Object detection data:
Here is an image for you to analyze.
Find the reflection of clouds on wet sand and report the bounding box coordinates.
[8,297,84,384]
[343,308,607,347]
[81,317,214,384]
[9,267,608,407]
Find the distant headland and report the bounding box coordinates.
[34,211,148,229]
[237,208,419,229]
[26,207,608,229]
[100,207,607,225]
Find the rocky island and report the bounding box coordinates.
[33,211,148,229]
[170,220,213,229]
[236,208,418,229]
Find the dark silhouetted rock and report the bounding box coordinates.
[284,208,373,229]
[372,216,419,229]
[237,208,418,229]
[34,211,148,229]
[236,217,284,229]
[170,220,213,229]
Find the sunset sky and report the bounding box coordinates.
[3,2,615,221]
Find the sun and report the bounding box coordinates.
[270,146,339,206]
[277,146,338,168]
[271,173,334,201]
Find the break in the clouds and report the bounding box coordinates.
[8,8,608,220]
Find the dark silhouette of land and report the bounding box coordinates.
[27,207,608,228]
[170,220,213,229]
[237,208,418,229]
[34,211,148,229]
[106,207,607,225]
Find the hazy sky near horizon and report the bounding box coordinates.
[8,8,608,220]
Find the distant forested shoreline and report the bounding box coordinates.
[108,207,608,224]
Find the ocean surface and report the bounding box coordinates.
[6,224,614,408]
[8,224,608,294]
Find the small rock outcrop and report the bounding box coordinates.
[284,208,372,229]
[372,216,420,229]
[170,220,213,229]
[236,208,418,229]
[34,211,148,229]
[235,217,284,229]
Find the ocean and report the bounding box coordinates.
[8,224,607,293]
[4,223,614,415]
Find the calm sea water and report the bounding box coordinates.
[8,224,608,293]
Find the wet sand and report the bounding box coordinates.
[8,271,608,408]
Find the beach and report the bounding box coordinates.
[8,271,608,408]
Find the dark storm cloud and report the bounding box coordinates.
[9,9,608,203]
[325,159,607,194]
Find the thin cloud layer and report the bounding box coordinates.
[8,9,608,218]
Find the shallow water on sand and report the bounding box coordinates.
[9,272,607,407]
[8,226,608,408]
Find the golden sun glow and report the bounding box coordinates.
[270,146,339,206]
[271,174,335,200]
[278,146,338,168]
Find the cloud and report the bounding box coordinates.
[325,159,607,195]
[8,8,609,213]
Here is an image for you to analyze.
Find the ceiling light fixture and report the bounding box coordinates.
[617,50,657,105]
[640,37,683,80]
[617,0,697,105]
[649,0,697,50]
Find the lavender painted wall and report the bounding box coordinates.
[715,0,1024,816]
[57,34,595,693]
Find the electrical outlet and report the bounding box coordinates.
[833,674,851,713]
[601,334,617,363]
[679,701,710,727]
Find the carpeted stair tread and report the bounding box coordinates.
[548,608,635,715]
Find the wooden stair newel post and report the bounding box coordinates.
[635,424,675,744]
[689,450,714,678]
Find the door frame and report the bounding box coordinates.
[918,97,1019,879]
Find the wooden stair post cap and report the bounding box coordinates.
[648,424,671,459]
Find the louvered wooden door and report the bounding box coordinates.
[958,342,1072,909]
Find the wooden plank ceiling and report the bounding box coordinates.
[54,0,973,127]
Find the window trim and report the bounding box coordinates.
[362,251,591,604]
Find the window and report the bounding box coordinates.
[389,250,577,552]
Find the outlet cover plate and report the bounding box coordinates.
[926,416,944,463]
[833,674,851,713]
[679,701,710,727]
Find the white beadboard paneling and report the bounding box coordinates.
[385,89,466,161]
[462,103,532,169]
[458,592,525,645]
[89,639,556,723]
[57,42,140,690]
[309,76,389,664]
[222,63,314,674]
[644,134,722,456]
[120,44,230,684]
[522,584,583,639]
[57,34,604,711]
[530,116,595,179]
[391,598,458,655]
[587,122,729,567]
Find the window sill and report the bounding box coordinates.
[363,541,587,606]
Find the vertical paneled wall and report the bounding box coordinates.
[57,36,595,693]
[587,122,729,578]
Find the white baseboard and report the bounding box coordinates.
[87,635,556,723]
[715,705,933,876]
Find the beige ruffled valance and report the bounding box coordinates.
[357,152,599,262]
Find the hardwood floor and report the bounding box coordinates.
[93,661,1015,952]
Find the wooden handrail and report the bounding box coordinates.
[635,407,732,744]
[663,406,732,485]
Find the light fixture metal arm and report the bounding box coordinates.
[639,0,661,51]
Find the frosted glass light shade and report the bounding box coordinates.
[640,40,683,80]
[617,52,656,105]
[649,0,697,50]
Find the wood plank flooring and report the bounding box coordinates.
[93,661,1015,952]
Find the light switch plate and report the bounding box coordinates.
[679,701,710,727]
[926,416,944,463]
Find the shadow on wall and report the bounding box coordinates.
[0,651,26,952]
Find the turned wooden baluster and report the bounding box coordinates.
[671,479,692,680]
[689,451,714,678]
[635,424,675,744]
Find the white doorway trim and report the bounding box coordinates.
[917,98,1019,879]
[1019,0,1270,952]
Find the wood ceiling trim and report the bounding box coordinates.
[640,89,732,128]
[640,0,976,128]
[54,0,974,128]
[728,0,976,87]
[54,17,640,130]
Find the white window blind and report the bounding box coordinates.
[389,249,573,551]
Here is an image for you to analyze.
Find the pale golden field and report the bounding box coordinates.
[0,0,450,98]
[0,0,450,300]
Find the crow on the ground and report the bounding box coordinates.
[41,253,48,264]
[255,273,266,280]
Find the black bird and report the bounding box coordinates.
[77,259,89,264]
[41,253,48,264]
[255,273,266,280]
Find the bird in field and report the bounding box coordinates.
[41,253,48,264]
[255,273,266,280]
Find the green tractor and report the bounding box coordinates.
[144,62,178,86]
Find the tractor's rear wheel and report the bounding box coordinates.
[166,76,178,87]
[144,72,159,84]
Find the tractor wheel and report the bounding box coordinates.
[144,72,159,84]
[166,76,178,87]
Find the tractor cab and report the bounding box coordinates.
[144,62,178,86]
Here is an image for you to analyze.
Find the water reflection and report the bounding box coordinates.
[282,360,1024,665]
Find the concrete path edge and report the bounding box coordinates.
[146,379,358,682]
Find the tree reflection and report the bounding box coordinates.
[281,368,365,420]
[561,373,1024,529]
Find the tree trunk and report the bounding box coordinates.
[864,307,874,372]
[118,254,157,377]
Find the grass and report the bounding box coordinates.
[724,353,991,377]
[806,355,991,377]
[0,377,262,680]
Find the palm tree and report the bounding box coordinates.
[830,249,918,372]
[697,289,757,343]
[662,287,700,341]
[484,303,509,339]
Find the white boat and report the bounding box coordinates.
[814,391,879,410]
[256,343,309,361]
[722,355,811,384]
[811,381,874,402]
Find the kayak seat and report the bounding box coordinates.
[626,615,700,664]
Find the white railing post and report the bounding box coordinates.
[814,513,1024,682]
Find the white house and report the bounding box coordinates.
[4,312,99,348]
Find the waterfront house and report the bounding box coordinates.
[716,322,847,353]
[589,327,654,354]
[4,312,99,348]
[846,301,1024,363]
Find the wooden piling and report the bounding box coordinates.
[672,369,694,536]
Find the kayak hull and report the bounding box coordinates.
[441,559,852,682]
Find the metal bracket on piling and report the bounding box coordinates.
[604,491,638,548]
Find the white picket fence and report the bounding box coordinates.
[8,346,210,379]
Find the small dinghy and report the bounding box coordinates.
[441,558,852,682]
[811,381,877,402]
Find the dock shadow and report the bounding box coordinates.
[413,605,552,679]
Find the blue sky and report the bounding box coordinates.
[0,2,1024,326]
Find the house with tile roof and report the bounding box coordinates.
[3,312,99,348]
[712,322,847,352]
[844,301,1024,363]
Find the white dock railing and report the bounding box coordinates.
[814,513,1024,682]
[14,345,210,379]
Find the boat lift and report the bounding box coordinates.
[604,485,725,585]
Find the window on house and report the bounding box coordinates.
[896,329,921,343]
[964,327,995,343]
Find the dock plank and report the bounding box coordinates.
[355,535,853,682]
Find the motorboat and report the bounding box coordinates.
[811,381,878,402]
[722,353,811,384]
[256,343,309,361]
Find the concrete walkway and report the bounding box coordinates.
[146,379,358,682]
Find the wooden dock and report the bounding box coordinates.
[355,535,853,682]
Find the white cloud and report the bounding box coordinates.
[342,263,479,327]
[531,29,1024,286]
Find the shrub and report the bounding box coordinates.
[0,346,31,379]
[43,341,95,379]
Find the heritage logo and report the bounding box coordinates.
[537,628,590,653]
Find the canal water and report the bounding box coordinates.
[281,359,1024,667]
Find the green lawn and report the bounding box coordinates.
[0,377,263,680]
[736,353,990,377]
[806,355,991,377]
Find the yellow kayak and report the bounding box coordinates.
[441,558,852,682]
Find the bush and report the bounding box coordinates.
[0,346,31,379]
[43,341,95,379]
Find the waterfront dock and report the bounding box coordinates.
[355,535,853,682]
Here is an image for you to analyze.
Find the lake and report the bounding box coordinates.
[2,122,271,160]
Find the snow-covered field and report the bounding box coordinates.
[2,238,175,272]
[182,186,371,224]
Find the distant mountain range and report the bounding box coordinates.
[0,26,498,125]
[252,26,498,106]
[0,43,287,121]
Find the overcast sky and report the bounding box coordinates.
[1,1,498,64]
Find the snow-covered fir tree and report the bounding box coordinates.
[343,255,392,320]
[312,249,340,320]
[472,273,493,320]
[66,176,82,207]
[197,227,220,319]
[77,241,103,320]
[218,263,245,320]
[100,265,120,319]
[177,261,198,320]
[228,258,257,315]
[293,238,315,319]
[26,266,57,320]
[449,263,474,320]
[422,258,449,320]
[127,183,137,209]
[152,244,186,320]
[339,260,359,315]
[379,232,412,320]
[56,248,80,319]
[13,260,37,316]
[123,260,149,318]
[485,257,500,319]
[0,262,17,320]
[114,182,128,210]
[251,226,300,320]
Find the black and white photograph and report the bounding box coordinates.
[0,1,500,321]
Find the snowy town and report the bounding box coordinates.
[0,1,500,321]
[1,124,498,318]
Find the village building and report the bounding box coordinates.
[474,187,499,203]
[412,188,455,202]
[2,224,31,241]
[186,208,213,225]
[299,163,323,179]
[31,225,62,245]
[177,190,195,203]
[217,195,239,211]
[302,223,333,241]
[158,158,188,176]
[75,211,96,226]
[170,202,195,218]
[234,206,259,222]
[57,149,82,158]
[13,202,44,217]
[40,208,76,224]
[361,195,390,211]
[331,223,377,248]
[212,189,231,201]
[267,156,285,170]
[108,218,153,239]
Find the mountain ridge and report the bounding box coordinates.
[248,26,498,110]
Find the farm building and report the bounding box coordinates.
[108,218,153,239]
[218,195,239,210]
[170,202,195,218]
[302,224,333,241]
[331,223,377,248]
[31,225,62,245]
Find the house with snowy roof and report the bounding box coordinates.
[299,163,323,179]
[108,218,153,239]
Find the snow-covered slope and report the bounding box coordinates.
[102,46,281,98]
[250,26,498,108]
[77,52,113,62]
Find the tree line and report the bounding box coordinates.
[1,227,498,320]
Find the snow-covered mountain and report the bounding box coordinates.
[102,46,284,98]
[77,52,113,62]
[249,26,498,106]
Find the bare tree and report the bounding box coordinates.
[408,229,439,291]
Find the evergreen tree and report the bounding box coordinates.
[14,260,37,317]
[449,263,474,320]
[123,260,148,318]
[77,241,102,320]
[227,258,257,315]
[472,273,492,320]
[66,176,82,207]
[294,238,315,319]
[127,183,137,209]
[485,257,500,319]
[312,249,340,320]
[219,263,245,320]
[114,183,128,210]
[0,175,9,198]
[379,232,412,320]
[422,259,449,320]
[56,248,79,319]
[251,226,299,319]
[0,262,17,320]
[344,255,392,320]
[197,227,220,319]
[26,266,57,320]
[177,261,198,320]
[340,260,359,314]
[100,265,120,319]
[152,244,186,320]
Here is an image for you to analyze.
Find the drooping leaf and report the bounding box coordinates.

**Requirements**
Copy the lines from the entries above without any changes, starting with the line that contains "Find the concrete path" and going on through the line that contains "[604,491,638,548]", with both of those lines included.

**Written response**
Find the concrete path edge and report the bounding box coordinates.
[146,379,358,682]
Find the tree reflection and report the bounding box coordinates.
[281,368,365,420]
[561,373,1024,529]
Find the tree trunk and report the bounding box coordinates.
[864,307,874,372]
[118,254,157,377]
Find the grass and report the bounding box coordinates.
[724,353,991,377]
[806,355,991,377]
[0,377,262,680]
Find the palm tree and report the bounding box coordinates.
[830,249,918,372]
[697,289,757,343]
[662,287,700,341]
[484,303,509,339]
Find the white boat and report the bounding box coordinates.
[814,391,879,410]
[256,343,309,361]
[722,355,811,384]
[811,381,874,402]
Find the kayak seat and report the bounding box coordinates.
[626,615,700,664]
Find the white railing post and report the bounding box coordinates.
[814,513,1024,682]
Find the white house and report the bounding box coordinates.
[4,312,99,348]
Find the waterfront house and report the bounding box coordinates.
[716,322,847,353]
[589,327,654,354]
[4,312,99,348]
[846,301,1024,363]
Find the wooden piling and report the bounding box coordinates.
[672,369,694,536]
Find the kayak hull and report the bounding box coordinates.
[441,559,852,682]
Find the metal bracket on piling and report the bounding box coordinates.
[604,491,638,548]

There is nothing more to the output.